-- start PAGE EXTRACT --

2012年3月29日星期四

BCPBatchSize and Replication hanging

I have transactional replication setup between 2 sql 2000 sp3a servers
running on 2 4 way Dell servers with 16 gig of memory each. The servers
are running windows 2003. Everything is enterprise edition and the sql
servers are using about 14 gig memory.
We restore the database to the second server and then enable publication
to that server turning of the generation of SPs but enabling the use of
column name for the distribution.
The Distribution runs every 10 minutes and normally keeps up just fine.
(before we started using column names).
Up until this past weekend we did not need the column name option in the
replication distribution and everything ran fine. Some table structures
changed but not that big of changes but we do not have about 60 ident
columns that we are dealing with.
Starting this Monday we needed to use the column name option because we
are replicating to some large tables that have identity columns on them.
We have enabled the not for replication property on the columns.
What I am seeing is that replication now just hangs at times. The
server just goes idle and distribution job just keeps running and says
"it is waiting for response from the backend co". We have rebuilt it a
couple of times and each time the distribution job ran fine for a while
and then would just hang. Once it would hang there was no getting past
that point.
I have traced the replication process and it just stops sending data. I
have also enabled the output of the distribution job to a file and it
shows more data being sent than I see in the sql trace. The trace is
not missing data because it always stops at the same spot (I tried it
several times) and the output file always stops also but shows alot more
data being sent out.
I tried changing the bcpbatchsize for the distribution agent all the way
down to 1 or 2 but the trace still shows many more commands per batch
than 1 or 2. I have enabled the tsql batch start and end to trace the
batches allow with the statement start and end.
I am wondering what the bcpbatchsize really affects if it does not
change the number of commands per batch? Since we have some tables with
large rows I am thinking that the 10,000 commands per batch is too much
now that we are trying to include column names.
How do I really change the batch size?
Anybody else seen this problem when including column names?
Thanks,
Ron
fiddling with the bcpbatchsize is not always a good idea. What this does is
determines how many rows are processed before they are committed. Setting
this to a high value means your tlog on your subscriber will grow and the
bcp process (performed by odbcbcp) will chug along longer before sending
messages back to the SQL Server agent. This will cause the "waiting for
response from the backend".
using a small value for bcpbatchsize will take longer, but is more chatty
and you won't get this message.

-- end PAGE EXTRACT --
-- start INFORMATION PROVIDED --

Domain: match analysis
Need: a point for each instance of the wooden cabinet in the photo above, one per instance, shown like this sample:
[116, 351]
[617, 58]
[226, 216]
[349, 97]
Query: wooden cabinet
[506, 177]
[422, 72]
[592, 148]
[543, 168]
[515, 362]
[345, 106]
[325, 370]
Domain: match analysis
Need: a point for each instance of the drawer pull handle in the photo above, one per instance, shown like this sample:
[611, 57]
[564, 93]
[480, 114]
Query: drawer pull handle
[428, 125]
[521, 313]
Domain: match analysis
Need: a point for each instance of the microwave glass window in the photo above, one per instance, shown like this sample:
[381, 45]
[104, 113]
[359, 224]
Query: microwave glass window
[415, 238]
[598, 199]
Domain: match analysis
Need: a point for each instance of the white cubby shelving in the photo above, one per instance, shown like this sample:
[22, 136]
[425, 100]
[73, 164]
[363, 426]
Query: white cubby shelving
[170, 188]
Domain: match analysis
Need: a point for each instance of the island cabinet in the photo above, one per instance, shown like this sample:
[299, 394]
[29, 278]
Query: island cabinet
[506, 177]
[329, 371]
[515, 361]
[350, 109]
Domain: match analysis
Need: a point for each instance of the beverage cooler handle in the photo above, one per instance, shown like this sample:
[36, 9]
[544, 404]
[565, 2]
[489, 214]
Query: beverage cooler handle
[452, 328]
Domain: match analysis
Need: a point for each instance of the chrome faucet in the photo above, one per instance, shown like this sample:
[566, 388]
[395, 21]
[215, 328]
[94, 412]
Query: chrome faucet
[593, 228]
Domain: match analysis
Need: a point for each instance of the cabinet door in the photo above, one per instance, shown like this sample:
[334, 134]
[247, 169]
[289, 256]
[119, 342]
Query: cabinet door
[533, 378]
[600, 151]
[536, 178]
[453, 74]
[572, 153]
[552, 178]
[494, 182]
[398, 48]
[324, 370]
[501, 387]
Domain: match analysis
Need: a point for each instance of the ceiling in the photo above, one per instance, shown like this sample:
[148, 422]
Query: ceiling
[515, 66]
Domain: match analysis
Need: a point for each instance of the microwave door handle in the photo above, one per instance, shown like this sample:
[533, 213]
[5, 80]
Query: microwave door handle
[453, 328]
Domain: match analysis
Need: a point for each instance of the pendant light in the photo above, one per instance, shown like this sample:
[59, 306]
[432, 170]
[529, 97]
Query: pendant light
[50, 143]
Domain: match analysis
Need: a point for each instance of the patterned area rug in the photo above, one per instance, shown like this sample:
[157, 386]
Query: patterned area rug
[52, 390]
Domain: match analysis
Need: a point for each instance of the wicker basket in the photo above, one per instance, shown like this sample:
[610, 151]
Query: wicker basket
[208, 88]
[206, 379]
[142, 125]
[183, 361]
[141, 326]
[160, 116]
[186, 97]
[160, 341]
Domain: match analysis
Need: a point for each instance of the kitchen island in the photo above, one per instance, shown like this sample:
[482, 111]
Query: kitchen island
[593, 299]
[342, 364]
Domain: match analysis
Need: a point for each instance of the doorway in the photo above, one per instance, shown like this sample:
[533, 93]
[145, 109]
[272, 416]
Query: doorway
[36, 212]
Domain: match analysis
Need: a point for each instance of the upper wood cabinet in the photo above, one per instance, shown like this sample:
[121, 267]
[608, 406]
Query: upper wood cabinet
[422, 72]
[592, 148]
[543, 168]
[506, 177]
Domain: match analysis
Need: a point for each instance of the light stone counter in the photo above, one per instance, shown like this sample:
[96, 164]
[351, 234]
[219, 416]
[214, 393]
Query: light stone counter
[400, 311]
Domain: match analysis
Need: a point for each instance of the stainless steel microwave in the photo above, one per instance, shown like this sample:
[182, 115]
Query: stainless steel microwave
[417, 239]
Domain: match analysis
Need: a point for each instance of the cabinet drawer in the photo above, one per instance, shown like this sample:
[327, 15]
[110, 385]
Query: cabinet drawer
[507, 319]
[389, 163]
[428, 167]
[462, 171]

-- end INFORMATION PROVIDED --

BRIEF: Please quote every sentence in the replication thread that ends with a question mark. The listing has no connection to the replication thread.

ANSWER TO THE EXERCISE:
1. "I am wondering what the bcpbatchsize really affects if it does not change the number of commands per batch?"
2. "How do I really change the batch size?"
3. "Anybody else seen this problem when including column names?"